• _AVAILABLE DATA_
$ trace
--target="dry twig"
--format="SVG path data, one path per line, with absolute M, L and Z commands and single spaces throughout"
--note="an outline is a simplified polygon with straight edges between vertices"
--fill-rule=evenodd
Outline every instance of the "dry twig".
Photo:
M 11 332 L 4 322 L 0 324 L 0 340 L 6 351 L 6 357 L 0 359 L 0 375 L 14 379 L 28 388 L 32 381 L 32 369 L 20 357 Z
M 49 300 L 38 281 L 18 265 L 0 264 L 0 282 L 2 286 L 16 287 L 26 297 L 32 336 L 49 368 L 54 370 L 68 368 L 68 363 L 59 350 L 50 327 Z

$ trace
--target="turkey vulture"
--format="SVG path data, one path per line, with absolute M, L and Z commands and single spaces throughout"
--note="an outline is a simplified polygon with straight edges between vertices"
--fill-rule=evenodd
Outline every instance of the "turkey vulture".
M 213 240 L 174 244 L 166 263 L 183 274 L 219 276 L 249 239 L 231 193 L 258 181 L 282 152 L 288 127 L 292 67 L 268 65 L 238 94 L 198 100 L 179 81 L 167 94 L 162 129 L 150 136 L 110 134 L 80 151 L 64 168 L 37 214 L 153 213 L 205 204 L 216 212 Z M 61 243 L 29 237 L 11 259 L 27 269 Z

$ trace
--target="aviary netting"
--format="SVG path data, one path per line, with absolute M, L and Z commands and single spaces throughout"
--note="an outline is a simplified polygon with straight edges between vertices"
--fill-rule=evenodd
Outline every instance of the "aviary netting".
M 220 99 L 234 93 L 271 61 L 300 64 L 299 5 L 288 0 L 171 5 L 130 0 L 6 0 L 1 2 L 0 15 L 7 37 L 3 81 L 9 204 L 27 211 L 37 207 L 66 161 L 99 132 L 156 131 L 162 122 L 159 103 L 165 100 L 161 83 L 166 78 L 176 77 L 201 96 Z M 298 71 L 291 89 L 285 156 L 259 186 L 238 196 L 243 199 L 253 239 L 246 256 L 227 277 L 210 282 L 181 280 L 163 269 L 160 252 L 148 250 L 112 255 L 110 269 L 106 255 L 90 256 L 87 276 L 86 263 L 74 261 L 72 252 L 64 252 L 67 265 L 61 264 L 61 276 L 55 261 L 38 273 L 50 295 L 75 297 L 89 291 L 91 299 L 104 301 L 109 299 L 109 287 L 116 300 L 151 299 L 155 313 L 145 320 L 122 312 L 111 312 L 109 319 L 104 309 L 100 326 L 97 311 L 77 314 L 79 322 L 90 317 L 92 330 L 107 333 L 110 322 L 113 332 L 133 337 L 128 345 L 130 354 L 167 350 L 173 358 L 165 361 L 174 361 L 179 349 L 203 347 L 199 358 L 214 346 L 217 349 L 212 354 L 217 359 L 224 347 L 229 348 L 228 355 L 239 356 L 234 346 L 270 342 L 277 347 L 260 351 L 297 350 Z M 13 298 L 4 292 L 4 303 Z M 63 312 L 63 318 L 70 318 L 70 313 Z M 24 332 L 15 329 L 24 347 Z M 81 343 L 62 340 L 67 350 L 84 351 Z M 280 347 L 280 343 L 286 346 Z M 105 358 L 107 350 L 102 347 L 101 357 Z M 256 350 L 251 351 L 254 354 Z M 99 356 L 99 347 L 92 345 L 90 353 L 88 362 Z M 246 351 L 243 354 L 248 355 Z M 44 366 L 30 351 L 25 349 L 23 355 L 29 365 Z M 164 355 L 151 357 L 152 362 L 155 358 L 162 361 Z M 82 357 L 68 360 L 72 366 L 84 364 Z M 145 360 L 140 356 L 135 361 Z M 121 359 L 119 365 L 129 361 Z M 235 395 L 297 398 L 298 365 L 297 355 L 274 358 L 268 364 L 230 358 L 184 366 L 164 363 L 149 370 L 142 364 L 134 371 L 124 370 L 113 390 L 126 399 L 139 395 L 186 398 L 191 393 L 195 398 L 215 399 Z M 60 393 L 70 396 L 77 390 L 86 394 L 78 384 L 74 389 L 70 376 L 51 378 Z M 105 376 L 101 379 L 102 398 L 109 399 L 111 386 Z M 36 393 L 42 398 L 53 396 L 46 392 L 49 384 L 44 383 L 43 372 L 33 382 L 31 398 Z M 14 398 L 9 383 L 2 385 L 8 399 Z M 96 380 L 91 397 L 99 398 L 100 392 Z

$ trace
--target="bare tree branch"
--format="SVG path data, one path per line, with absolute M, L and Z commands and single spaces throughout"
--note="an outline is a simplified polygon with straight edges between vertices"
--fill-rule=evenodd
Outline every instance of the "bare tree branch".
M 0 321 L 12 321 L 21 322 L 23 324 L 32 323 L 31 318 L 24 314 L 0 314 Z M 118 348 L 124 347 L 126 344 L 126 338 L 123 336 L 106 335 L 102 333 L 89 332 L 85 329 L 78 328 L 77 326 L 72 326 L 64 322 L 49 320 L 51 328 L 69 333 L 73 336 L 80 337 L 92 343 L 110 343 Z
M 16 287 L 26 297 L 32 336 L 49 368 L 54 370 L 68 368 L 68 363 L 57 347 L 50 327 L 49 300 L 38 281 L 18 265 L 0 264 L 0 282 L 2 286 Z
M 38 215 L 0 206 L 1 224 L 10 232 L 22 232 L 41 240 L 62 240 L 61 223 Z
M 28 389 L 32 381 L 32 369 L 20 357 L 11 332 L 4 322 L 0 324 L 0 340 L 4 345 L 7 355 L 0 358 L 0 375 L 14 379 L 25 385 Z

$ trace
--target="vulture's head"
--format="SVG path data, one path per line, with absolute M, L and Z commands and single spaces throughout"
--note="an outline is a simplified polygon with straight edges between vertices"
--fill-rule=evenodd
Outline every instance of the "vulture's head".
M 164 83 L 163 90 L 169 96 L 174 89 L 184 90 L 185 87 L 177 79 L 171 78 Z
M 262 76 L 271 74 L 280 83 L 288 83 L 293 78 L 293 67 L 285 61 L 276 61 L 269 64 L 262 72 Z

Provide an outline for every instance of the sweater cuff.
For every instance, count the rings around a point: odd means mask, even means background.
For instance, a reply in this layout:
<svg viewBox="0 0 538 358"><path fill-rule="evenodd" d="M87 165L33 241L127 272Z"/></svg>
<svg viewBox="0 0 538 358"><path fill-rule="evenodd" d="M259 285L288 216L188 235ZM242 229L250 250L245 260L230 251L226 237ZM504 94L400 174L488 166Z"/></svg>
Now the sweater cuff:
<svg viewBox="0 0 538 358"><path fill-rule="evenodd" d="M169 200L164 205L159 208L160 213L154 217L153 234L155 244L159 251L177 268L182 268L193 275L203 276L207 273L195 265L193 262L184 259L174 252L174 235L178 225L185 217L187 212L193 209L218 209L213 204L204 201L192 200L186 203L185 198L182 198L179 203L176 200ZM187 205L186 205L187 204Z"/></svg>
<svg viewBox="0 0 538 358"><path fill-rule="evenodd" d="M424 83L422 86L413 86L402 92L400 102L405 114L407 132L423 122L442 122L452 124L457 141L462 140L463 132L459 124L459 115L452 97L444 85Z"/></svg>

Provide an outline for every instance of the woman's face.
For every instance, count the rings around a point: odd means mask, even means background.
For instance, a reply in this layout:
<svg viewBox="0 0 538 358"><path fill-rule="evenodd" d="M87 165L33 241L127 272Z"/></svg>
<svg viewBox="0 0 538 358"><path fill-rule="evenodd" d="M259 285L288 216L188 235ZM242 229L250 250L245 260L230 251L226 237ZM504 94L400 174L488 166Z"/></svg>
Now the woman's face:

• _SET EXERCISE_
Can you rewrite the lines from the one holding "Provide an outline for every instance of the woman's" through the end of the material, inclusive, with "layout" changed to "format" and everything else left unchanged?

• _ANSWER FOR THIS EXERCISE_
Provide an outline for every instance of the woman's face.
For every instance, count the rings around a point: odd means mask, even means background.
For instance, a reply in this format:
<svg viewBox="0 0 538 358"><path fill-rule="evenodd" d="M87 165L33 241L127 272Z"/></svg>
<svg viewBox="0 0 538 358"><path fill-rule="evenodd" d="M259 285L288 216L188 235ZM242 229L250 250L245 260L230 251L226 237ZM504 94L400 174L488 166Z"/></svg>
Now the woman's face:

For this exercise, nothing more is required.